### Extract provided
◆ ◆ ◆ ◆

A simple mouth swab and rinse with testing technology adapted from a common viral detection method – the pap smear – could provide an easy, low cost and rapid diagnostic tool for COVID-19 infections, according to researchers at the University of Toronto.
Michael Glogauer, professor at the university’s Faculty of Dentistry and head of dental oncology at Princess Margaret Cancer Centre, is working with partners at Sunnybrook Health Sciences Centre, North York General Hospital, Sinai Health Systems and the University Health Network to research the viability of the platform.
The novel coronavirus that causes COVID-19 infections invades epithelial cells, such as those lining the lungs. But these epithelial cells are also prevalent in large numbers in the mouth, and especially on the tongue, where respiratory droplets are expelled. COVID-19 binds to the body’s epithelial cells through ACE-2 receptors – and, as Glogauer notes, “It just so happens that the tongue expresses extremely high levels of ACE-2 receptors.”
That makes the mouth, which is also one of the most easily accessible sites on the body – requiring no needles, and, unlike the nose, causing no pain when swabbed – an ideal place from which to cull samples.
“The tongue is a big net,” says Glogauer. “It will always be positive if an infection is present.”
But Glogauer says there’s a testing platform already in use which could make a significant difference in making COVID-19 testing more widely available: the pap smear.
“Pap smears show viral changes and inflammation in epithelial cells,” he says, adding that’s what technicians are on the hunt for with COVID-19.

◆ ◆ ◆ ◆

### Excerpted records
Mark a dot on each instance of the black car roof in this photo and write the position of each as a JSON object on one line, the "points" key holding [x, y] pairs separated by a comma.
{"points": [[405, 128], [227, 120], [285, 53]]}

◆ ◆ ◆ ◆

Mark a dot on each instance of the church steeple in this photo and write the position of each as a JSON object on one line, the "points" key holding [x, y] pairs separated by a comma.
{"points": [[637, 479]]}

◆ ◆ ◆ ◆

### List of tasks
a: In the text on the COVID-19 mouth swab test, which existing testing platform does Glogauer say could make COVID-19 testing more widely available?
b: Continue the text on the COVID-19 mouth swab test from its last sentence.
The records were taken from a separate source.

### Responses to the exercise
a: The pap smear.

b:
The test is also routine and simple: epithelial cells are scraped, mounted onto slides, stained and viewed under a microscope. The cost? Approximately $30 per test.
Glogauer adds that laboratories across Canada could rapidly employ the platform.
“All labs are set up to do pap smears,” he says.
The process of adapting the test would be virtually painless, too. Samples could be easily collected by giving subjects an oral rinse and brushing their tongue. Results can be returned in a matter of hours. Importantly, the smear test could represent an easy ally for COVID-19 detection in developing nations, where lab technology is limited.
“If it works, it will be a real game changer for everyone,” Glogauer says.
While Glogauer cautions that the technology needs to be fine-tuned in order to prevent false positives, he says there’s significant potential to develop a fast and relatively inexpensive tool in the arsenal to find and detect COVID-19.
“Ideally, you want different testing modalities,” says Glogauer. “This could be one of them.”